YOUR OBJECTIVE: Every line from the one with "Locate the small" through the final line of the entries below should be returned exactly; leave out all other lines.

DATASET RECORDS:
....................

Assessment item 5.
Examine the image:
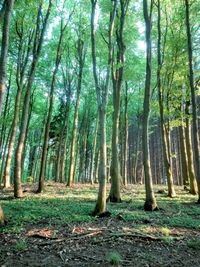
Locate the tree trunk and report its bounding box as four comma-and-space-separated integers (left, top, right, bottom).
92, 108, 107, 214
67, 39, 85, 187
14, 1, 52, 198
185, 101, 197, 194
123, 82, 128, 186
0, 0, 15, 114
4, 86, 22, 188
157, 0, 175, 197
109, 0, 128, 203
185, 0, 200, 202
143, 0, 157, 211
37, 22, 64, 193
89, 112, 98, 184
179, 125, 189, 187
90, 0, 117, 215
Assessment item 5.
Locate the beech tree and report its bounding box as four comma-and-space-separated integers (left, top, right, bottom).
142, 0, 158, 211
0, 0, 15, 114
91, 0, 117, 215
14, 0, 52, 198
184, 0, 200, 203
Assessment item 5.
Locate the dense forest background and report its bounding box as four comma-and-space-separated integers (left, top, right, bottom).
0, 0, 200, 217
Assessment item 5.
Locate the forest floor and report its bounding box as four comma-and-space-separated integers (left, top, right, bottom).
1, 183, 200, 267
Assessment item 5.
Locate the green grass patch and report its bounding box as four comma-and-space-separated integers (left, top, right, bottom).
1, 184, 200, 234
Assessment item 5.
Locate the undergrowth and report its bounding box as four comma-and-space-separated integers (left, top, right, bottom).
1, 184, 200, 234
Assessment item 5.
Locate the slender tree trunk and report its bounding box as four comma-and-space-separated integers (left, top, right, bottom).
14, 1, 52, 198
4, 87, 22, 188
109, 78, 121, 201
123, 82, 128, 186
67, 87, 81, 186
0, 70, 11, 153
157, 0, 175, 197
94, 148, 100, 184
89, 112, 98, 184
185, 0, 200, 202
0, 123, 12, 186
179, 125, 190, 187
37, 22, 64, 193
0, 0, 15, 114
67, 39, 85, 187
109, 0, 129, 202
143, 0, 157, 211
185, 101, 197, 194
93, 108, 107, 214
90, 0, 117, 215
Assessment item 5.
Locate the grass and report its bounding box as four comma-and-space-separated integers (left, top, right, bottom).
187, 239, 200, 249
107, 251, 122, 266
14, 239, 28, 252
1, 183, 200, 234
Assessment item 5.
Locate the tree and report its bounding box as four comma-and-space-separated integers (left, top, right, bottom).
156, 0, 176, 197
109, 0, 129, 203
37, 20, 67, 193
185, 0, 200, 202
90, 0, 117, 215
142, 0, 158, 211
13, 0, 52, 198
67, 37, 86, 187
0, 0, 15, 114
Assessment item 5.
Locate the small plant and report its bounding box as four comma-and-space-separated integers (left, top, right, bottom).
187, 239, 200, 249
27, 176, 34, 184
160, 227, 171, 236
14, 239, 28, 251
107, 251, 122, 266
162, 236, 174, 244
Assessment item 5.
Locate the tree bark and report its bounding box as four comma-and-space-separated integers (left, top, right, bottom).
143, 0, 158, 211
109, 0, 129, 203
185, 0, 200, 202
157, 0, 176, 197
14, 1, 52, 198
0, 0, 15, 114
179, 125, 189, 187
67, 39, 85, 187
37, 21, 65, 193
89, 111, 98, 184
90, 0, 116, 215
185, 101, 197, 194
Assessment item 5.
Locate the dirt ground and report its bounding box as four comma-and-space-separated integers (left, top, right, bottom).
1, 183, 200, 267
1, 217, 200, 267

....................

ANSWER TO THIS TASK:
Locate the small plant and report its bounding box as four comma-and-space-separated integers (left, top, right, bottom).
187, 239, 200, 249
27, 176, 34, 184
160, 227, 171, 236
14, 239, 28, 251
107, 251, 122, 266
162, 236, 174, 244
Assessment item 5.
Locate the tree bark and report its bounding box as four comma-and-space-separated integers (left, top, right, bottom).
143, 0, 158, 211
109, 0, 129, 203
185, 0, 200, 202
157, 0, 176, 197
14, 1, 52, 198
0, 0, 15, 114
179, 125, 189, 187
67, 39, 85, 187
37, 21, 65, 193
89, 111, 98, 184
90, 0, 116, 215
185, 101, 197, 194
Assessment item 5.
Locate the dirt ground and report its bounding box as four comma-and-space-separated integers (left, top, right, bottom).
1, 183, 200, 267
1, 217, 200, 267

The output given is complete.